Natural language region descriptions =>
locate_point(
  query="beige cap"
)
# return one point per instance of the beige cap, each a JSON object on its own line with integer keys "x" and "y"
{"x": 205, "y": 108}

What you should do =>
Nothing in the records above may be left out; repeat them exactly.

Problem solution =>
locate_point(
  query="beige cap"
)
# return one point per instance of the beige cap, each a JSON object on its own line with integer keys "x" and "y"
{"x": 205, "y": 108}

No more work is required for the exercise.